→ **What the exercise asks**
Transcribe the items verbatim from their first line through the line that contains "133), (68, 149)]", including both of those lines.

→ **Material for this task**
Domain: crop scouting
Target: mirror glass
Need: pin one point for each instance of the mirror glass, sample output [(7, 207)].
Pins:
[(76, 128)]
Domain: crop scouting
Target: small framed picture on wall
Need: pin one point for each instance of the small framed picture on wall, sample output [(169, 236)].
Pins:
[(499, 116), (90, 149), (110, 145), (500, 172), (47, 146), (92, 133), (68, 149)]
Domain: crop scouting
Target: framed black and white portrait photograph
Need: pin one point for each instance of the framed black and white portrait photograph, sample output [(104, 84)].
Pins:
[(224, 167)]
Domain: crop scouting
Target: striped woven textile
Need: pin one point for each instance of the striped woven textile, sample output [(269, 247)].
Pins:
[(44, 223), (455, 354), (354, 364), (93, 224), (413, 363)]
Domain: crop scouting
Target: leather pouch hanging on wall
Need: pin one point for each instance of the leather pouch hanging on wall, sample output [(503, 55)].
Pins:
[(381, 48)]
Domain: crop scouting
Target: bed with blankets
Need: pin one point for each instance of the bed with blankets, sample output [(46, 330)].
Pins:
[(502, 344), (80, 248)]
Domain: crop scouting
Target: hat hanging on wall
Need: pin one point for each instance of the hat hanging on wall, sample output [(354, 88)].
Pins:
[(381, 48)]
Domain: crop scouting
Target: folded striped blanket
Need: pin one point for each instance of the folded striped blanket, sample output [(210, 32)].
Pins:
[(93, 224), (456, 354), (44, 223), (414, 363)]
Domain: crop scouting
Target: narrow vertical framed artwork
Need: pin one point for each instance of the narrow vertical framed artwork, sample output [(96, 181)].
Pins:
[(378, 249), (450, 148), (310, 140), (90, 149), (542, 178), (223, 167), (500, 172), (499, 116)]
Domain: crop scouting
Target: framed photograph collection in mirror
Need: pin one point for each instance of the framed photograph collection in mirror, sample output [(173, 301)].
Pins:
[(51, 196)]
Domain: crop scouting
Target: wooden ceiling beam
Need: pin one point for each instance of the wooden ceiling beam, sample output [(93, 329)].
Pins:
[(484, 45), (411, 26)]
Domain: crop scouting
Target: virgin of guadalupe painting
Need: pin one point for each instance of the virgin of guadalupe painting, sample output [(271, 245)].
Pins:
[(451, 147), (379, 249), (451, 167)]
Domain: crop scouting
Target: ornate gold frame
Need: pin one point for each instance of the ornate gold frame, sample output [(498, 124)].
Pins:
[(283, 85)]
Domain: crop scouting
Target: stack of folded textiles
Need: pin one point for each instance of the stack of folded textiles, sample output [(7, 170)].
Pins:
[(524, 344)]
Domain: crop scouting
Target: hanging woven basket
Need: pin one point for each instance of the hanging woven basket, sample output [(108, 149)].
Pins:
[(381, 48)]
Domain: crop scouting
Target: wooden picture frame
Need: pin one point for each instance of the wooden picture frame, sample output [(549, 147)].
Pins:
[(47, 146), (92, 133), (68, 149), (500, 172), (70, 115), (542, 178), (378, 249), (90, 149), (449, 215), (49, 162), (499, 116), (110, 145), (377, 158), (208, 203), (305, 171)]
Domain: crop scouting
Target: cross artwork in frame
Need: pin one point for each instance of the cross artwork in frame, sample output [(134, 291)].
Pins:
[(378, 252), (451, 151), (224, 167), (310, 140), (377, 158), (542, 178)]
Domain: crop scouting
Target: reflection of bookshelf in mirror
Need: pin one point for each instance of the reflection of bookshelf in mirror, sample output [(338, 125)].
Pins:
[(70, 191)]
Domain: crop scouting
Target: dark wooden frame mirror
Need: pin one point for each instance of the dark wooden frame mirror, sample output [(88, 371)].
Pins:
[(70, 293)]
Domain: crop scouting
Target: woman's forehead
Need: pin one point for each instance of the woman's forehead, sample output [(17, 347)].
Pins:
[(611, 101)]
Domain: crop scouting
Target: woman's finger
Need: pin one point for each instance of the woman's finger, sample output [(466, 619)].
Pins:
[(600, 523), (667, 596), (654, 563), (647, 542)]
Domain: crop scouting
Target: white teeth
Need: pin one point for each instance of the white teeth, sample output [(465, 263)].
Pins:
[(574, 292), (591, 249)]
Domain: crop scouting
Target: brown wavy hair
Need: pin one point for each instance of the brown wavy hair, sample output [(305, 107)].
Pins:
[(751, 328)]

→ **Response to this exercise**
Domain: crop scouting
Target: mirror glass
Need: pin one point for each instance of the mirror glass, sample output [(7, 207)].
Pins:
[(76, 128)]
Domain: crop scouting
Target: small framed picture on wall
Need: pin one point for each instance of the small framed picture on wall, sample output [(169, 236)].
Pins:
[(499, 116), (90, 149), (110, 145), (500, 172), (47, 146), (92, 133), (68, 149)]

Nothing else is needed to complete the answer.